Extract provided:
▼▼▼

Veteran inspired to volunteer at Reid Health as a way of giving back after knee surgery
Bob Ladd, Reid Health volunteer
If you walk through the doors of the Reid Health Outpatient Care Center on a Monday morning, you'll likely run into Bob Ladd.
He'll be the older gentleman at the greeter station with a smile on his face and an eagerness to help in whatever way you might need.
"I take it seriously that I'm the face of Reid," Ladd said. "When that person comes in and we engage each other, this is the first impression, this is the first contact with the hospital. It needs to be positive. It needs to be uplifting.
"So many people when they walk in that door, their mind is just racing. You can see it. They have that 1,000-yard stare. You can't direct them anywhere because they're not listening, and that's when you reach out to them. 'Can I help you?' 'I'll tell you what, I'll take you there.' I try to give them a positive, upbeat experience."
Ladd is a Richmond resident whose 20 years of service in the U.S. Navy took him and his family around the world before settling in the city with a career as a custodian at Indiana University East.
After retirement about four years ago, Ladd was looking for things to do to occupy his time. That's when his wife, Kim, had a suggestion for him. Ladd had a partial knee replacement done through Reid Health some years ago and often would talk about how much he had been impressed by the care he received throughout the process.
"My wife said, 'You keep talking about what a good experience that knee was, right?' I said, 'Well, yeah.' She said, 'Why don't you pay it back? Why don't you volunteer?' I had never thought of it," Ladd said.

▲▲▲

What you should do:
Extend the article about Bob Ladd volunteering at Reid Health, picking up after its final sentence. The rows have nothing to do with the article.

Source information:
▼▼▼

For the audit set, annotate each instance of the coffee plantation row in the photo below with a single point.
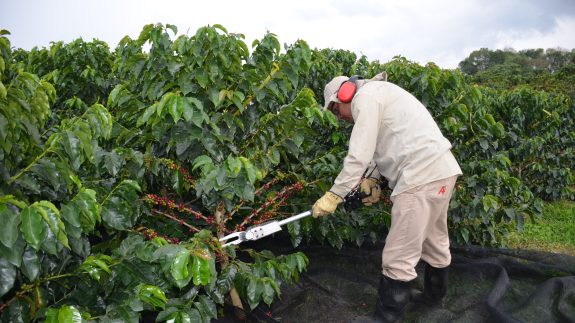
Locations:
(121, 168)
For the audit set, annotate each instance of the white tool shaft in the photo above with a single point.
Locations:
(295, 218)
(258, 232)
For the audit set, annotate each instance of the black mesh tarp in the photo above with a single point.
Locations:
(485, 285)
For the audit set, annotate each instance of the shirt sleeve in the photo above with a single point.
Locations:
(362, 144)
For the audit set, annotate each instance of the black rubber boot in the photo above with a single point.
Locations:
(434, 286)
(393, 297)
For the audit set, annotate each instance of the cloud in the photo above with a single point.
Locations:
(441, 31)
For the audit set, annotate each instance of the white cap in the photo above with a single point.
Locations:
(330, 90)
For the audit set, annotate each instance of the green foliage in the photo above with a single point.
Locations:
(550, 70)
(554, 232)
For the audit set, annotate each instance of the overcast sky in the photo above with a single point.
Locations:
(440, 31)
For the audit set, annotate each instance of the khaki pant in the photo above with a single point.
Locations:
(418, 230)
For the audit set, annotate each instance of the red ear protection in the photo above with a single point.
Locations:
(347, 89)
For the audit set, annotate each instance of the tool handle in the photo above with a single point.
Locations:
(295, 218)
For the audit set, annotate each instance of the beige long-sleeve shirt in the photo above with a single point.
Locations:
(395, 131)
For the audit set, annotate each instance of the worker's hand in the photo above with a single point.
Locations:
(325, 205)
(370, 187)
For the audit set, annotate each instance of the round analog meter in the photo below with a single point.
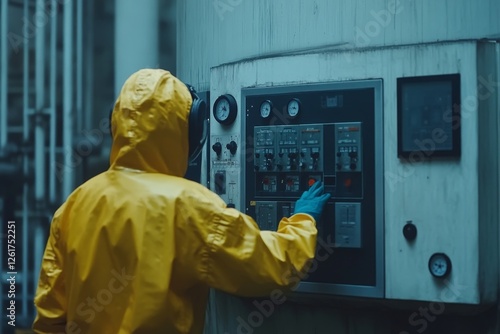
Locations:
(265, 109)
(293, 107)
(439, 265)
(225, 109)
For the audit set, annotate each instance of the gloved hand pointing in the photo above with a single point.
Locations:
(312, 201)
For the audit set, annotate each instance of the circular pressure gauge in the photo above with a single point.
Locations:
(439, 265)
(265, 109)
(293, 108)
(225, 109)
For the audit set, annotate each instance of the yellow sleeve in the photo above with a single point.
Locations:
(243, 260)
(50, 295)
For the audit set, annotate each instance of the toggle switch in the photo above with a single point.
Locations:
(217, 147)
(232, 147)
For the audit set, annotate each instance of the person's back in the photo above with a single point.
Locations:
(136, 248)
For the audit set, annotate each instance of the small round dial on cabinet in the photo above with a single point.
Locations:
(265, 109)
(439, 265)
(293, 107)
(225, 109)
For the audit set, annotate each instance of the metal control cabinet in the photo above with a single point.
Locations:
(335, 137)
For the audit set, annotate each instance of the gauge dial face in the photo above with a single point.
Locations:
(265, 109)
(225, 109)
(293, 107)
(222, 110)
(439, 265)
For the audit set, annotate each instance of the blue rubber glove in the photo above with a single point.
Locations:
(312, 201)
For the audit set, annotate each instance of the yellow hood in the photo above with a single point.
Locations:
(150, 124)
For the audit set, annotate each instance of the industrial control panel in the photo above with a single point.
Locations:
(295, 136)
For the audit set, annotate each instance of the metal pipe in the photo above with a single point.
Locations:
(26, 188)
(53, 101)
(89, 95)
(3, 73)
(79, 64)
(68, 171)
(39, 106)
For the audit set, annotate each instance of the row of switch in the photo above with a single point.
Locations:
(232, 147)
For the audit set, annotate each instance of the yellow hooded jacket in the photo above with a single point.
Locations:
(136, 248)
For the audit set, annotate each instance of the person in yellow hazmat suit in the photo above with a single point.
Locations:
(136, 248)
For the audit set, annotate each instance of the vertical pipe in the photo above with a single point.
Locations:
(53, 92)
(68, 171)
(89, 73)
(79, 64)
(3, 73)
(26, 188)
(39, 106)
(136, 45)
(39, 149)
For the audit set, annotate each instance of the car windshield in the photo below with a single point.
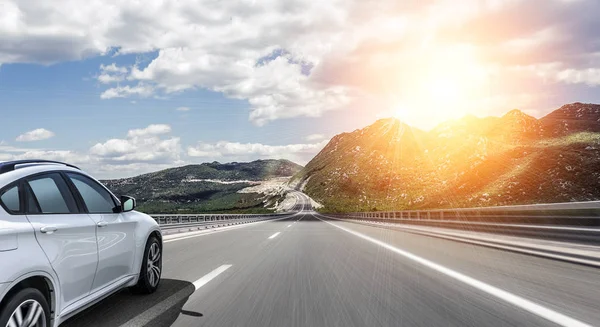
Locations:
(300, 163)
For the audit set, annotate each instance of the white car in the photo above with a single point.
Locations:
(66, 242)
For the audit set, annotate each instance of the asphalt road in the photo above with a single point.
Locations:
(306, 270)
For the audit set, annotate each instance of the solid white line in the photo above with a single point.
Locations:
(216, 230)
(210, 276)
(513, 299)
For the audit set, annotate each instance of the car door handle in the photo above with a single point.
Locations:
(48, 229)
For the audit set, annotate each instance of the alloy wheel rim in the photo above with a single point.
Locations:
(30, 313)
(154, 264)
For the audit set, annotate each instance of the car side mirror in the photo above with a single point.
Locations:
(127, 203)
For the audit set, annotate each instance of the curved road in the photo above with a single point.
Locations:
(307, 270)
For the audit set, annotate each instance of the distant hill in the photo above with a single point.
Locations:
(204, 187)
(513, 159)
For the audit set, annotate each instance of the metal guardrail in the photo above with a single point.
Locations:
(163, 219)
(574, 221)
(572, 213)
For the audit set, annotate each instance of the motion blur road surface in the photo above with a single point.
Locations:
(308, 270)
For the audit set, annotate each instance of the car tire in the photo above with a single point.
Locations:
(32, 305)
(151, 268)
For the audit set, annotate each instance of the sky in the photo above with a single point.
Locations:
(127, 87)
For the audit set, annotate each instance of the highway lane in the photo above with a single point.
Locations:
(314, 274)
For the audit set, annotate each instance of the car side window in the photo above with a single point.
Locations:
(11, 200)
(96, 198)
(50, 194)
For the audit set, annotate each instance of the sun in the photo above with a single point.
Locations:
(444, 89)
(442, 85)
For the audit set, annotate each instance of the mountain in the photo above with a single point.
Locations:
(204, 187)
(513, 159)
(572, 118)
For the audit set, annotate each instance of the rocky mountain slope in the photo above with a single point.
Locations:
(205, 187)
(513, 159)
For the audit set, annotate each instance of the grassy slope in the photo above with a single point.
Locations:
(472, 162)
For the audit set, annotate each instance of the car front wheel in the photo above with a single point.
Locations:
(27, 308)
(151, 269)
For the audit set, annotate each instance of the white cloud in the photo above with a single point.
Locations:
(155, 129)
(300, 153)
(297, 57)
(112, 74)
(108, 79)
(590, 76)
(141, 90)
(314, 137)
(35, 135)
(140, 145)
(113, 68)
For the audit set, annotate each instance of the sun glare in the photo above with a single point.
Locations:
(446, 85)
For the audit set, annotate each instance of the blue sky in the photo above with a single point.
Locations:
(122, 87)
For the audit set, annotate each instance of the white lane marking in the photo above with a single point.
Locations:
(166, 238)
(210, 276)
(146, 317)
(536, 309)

▲▲▲
▼▼▼

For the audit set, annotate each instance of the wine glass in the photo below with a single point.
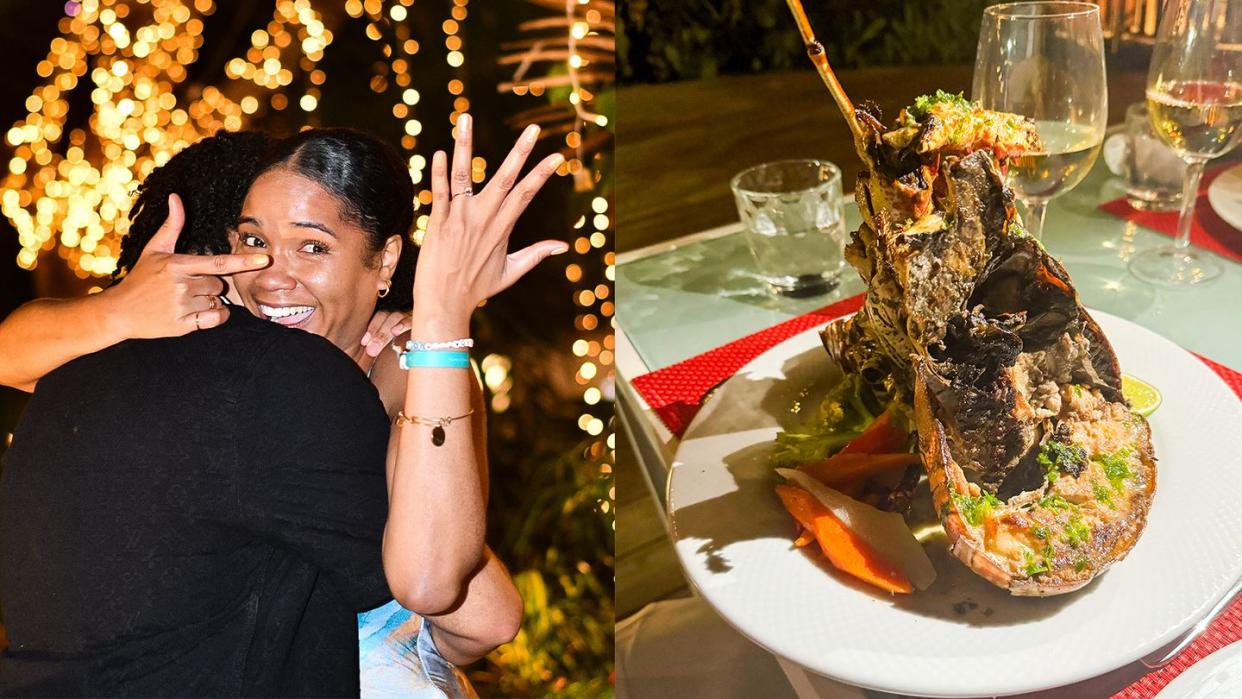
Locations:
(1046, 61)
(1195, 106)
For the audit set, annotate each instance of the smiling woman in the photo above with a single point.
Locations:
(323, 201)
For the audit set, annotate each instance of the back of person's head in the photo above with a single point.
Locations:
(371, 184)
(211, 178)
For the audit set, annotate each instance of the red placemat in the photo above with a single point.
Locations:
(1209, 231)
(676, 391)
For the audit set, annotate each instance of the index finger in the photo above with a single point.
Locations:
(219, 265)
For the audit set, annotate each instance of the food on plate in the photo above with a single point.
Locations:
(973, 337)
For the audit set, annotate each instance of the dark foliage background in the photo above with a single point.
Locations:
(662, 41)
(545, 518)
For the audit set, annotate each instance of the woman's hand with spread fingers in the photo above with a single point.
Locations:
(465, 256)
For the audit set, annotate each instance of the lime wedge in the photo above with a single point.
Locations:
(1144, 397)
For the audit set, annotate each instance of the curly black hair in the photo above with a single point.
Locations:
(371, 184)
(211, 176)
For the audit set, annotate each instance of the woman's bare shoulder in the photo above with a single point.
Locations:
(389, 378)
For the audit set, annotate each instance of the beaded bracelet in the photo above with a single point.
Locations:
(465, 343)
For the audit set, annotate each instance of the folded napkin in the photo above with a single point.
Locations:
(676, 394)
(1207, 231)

▲▲▲

Response to this task:
With a background from his time in the Navy of working in retail and similar services, Ladd thought helping at the Gingko Boutique on Reid's main campus in Richmond might be the best place for him, but it quickly became apparent as he was going through the interview process his talents would be better suited elsewhere.
"I've embraced life with a really good attitude, and I think I've infected my children and my grandchildren and friends and other family members," Ladd said.
"Sometimes they get a little tired of me because I'm such a Pollyanna, but it's really hard for me to come up with something negative. If I come up with a negative, I can counter it with a positive."
"Volunteering feeds the soul. For me, it's an emotional thing. It just feeds a need in me to reach out and help." -- Bob Ladd
Ladd works a four-hour shift on Monday mornings, meeting and greeting people as they arrive at the Outpatient Care Center on the Richmond campus, giving them directions, and getting a wheelchair for those who need it before taking them to their destination.
"Sometimes they decline the wheelchair, but then I watch them hobble away so I come up behind them and say, 'Do you want to take my arm?' And then I slowly walk them to where they need to go."
For Ladd, volunteering speaks to the same part of him that serving in the Navy once did.
"Volunteering feeds the soul. For me, it's an emotional thing. It just feeds a need in me to reach out and help," he said.
"I'm not a doctor. I'm not even a nurse. I don't have the skills to support a sick or injured person, but I'm a charming man and I'm engaging. I can greet you at the door and make you feel like you're in a friendly place and that we're going to give you the best care we possibly can."
Ladd wants to add another day of volunteer work to his schedule at Reid soon.
"You're just not getting enough of a fix," his wife told him. "I look forward to my Monday mornings," he said. "It gives me a sense of mission, and I'm thrilled and excited about it. It's worth that alone. It's just been incredible, and I'm not done. I've got a lot to do yet.
"I'm just a volunteer, but I love what I do."
Ladd is part of
a team that helps support more than 50 areas at Reid, serving as hosts/hostesses, providing
information, escorting patients and visitors, delivering mail, assisting on
nursing units and in offices, and much more.
"Our volunteers
are so important. They provide the extra hands, the smiling face, and help us
meet our mission," said Shara Short, Manager of Volunteer Services for Reid
Health. "Having a volunteer like Bob welcome community members to Reid helps
put people at ease. We're so grateful for Bob and all our volunteers."